▶ What you have to do
Print out each record, keeping it identical to the original.

▶ Data
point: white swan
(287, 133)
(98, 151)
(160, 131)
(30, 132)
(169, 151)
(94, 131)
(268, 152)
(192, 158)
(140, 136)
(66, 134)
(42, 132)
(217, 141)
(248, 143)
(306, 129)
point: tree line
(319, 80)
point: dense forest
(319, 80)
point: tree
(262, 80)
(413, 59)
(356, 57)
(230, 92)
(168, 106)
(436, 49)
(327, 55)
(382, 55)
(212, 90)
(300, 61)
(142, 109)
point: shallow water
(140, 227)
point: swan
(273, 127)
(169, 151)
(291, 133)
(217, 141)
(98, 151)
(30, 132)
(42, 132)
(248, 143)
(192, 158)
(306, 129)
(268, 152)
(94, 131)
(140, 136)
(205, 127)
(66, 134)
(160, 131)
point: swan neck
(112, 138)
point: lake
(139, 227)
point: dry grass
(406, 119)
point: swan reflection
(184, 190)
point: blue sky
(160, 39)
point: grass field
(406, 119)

▶ Task response
point: white swan
(287, 133)
(98, 151)
(160, 131)
(30, 132)
(169, 151)
(94, 131)
(268, 152)
(192, 158)
(140, 136)
(66, 134)
(42, 132)
(217, 141)
(248, 143)
(306, 129)
point: tree line
(319, 80)
point: dense forest
(319, 80)
point: tree
(262, 80)
(413, 59)
(356, 57)
(230, 92)
(168, 106)
(436, 49)
(327, 55)
(382, 55)
(212, 90)
(300, 61)
(142, 109)
point: shallow water
(140, 227)
point: swan
(273, 127)
(169, 151)
(291, 133)
(217, 141)
(98, 151)
(30, 132)
(42, 132)
(248, 143)
(192, 158)
(306, 129)
(268, 152)
(94, 131)
(140, 136)
(205, 127)
(66, 134)
(160, 131)
point: swan neck
(112, 138)
point: lake
(139, 227)
point: dry grass
(406, 119)
point: swan reflection
(184, 190)
point: blue sky
(160, 39)
point: grass field
(406, 119)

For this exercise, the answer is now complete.